━━━ Provided text ━━━

Yes, you can manually change your default search engine using this url.
Substitute %s for whatever your query string variable is for your
device/browser.

[https://zapmarks.io/u/%s?api_token=your-api-token-
here](https://zapmarks.io/u/%s?api_token=your-api-token-here)

On Chrome, you can simply install our extension which allows you to type 'z
{keyword}' to access your Zapmarks. Other native browser extensions are in the
works as well.

[https://chrome.google.com/webstore/detail/zapmarks/pdomgldhp...](https://chrome.google.com/webstore/detail/zapmarks/pdomgldhpdbgeogocoogemipgcjmbfhi?hl=en-
US)

We have a few benefits over the competitors, like Secret Access Links which
allows you to use your Zapmarks on new browsers and devices without logging
in.

[https://www.youtube.com/watch?v=fr4dPcnrUMM](https://www.youtube.com/watch?v=fr4dPcnrUMM)

Also, we are working hard on developing lots of other ways to integrate our
product into other devices and platforms, like Alfred on the Mac.

━━━

• **Exercise 1**
List the three website domains that appear in the links in the forum reply about Zapmarks.

━━━ The input ━━━

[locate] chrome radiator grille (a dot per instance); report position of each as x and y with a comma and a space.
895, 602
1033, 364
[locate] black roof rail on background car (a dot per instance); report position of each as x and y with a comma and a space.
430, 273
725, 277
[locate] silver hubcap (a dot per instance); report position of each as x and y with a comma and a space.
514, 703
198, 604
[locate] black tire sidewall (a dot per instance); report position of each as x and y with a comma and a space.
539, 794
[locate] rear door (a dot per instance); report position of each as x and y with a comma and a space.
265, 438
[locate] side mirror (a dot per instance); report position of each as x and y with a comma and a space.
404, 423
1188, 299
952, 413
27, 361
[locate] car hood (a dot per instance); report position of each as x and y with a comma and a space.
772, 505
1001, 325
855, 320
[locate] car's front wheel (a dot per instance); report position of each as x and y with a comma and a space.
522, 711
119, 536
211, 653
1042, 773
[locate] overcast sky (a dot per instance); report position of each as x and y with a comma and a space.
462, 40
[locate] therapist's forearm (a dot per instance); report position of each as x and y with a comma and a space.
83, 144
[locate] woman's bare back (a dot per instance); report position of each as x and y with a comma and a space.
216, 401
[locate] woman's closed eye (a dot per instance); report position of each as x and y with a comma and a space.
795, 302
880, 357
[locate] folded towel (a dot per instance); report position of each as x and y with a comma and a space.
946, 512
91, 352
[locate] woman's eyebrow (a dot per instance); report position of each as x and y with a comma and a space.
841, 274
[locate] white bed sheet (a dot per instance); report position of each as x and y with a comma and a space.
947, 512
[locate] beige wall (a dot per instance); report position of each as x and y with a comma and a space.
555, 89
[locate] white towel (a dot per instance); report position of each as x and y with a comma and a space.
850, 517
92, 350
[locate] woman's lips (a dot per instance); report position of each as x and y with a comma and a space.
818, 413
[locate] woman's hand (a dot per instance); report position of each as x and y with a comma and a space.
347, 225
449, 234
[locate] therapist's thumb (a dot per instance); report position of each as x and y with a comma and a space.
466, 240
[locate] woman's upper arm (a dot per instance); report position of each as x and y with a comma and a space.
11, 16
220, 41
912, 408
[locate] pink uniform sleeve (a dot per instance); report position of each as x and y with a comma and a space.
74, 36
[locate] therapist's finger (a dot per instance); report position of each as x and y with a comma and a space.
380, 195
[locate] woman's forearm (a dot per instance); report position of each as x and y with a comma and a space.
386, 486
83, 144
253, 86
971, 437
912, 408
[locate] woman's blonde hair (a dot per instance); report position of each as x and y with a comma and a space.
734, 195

━━━
━━━ The input ━━━

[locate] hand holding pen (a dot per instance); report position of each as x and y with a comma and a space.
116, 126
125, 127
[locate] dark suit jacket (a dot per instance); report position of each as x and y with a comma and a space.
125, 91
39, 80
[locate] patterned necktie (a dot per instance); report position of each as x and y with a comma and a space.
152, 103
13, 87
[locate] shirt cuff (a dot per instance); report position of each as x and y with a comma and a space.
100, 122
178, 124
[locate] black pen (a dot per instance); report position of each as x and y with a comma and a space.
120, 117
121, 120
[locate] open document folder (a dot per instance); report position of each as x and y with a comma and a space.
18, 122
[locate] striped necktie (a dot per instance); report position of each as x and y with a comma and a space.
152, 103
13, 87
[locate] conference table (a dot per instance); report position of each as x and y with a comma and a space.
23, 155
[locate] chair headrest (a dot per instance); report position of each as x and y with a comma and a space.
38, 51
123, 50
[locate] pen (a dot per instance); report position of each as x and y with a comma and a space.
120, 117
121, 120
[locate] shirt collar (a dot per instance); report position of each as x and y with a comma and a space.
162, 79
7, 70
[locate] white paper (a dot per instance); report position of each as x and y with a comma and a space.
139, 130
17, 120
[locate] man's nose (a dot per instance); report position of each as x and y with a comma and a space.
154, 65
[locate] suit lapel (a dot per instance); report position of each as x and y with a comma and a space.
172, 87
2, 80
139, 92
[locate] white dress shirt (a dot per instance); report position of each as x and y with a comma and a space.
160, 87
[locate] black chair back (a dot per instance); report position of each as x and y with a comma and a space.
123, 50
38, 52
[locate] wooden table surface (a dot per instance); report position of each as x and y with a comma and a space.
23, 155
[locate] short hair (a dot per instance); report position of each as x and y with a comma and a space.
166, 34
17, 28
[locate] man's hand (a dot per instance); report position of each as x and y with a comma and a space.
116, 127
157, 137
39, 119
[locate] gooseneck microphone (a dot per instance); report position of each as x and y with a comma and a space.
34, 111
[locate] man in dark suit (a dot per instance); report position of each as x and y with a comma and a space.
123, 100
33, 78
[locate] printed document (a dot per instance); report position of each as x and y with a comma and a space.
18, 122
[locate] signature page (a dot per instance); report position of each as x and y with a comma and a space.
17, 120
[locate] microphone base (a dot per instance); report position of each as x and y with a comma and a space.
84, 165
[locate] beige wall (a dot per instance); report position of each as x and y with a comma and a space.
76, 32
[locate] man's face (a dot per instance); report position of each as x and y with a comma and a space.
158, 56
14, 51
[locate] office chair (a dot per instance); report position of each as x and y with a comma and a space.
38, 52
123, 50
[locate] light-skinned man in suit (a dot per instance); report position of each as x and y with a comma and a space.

━━━

• **Exercise 2**
Find every line in the rows that contains the word "microphone", and copy each of those lines.

• **Full solution 1**
zapmarks.io
chrome.google.com
www.youtube.com

• **Full solution 2**
[locate] gooseneck microphone (a dot per instance); report position of each as x and y with a comma and a space.
[locate] microphone base (a dot per instance); report position of each as x and y with a comma and a space.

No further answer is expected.